=== Material to process ===

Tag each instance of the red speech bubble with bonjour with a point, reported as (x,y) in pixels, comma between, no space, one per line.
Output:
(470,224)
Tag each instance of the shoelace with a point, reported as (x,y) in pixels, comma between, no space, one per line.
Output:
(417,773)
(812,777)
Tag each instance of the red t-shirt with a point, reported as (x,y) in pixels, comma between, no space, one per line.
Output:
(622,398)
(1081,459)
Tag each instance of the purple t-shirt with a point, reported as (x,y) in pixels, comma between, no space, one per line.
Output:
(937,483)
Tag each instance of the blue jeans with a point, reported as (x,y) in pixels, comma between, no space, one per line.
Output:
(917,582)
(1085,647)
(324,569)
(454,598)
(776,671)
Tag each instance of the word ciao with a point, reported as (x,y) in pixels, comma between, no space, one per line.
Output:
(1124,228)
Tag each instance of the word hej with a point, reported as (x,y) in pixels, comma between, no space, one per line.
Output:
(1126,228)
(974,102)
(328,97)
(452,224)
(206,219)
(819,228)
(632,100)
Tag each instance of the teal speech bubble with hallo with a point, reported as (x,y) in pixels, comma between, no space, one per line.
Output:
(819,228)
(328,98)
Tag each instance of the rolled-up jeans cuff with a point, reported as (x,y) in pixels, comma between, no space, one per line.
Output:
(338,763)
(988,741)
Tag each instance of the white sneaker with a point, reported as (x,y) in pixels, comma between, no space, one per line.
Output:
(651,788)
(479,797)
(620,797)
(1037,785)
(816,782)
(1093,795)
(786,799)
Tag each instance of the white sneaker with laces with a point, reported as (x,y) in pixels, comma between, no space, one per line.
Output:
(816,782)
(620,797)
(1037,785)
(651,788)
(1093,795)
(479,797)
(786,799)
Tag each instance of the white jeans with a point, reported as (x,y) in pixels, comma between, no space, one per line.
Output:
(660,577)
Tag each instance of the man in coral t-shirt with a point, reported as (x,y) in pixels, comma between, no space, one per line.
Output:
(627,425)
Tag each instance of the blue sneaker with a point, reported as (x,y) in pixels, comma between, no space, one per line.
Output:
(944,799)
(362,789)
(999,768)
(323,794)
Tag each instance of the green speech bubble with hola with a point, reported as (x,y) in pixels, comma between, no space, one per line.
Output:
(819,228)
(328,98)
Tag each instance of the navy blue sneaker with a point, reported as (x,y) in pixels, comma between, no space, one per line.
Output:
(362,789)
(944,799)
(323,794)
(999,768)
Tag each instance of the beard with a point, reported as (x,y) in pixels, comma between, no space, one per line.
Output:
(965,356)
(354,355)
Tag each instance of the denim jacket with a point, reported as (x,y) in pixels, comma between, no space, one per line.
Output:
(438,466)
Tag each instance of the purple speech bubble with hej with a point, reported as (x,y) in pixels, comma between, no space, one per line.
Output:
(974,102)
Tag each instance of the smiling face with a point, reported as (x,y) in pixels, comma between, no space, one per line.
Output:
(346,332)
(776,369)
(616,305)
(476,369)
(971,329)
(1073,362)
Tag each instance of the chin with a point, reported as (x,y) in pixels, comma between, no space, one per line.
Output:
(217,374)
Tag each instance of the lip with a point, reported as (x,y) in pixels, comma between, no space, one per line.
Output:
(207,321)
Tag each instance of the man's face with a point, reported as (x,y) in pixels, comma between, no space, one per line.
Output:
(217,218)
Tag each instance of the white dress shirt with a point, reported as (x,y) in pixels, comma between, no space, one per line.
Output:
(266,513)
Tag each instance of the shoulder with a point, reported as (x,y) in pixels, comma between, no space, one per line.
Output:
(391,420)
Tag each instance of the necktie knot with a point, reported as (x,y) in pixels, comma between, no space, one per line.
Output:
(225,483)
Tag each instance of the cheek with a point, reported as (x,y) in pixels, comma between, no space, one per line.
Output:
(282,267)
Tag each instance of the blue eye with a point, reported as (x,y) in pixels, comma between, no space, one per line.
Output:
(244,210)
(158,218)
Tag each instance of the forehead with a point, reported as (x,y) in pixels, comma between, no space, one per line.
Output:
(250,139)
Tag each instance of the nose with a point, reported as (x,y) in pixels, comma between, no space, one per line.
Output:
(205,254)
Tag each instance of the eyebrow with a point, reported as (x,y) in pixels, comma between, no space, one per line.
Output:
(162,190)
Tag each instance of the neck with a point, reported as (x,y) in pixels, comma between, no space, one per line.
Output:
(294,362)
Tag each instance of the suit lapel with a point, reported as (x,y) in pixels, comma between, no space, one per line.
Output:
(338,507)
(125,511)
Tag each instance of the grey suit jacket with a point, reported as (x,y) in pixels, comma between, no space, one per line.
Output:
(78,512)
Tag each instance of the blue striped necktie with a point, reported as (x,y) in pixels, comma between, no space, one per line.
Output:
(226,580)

=== What is needed ===
Find and copy each line above that includes the string "purple".

=== Result of the exercise ===
Tag each instance of the purple t-shirt with a point, reported as (x,y) in pixels, comma between, no space, one per line.
Tag each instance of the purple speech bubble with hej with a point, reported as (x,y) in pixels, comma between, no space, one per line.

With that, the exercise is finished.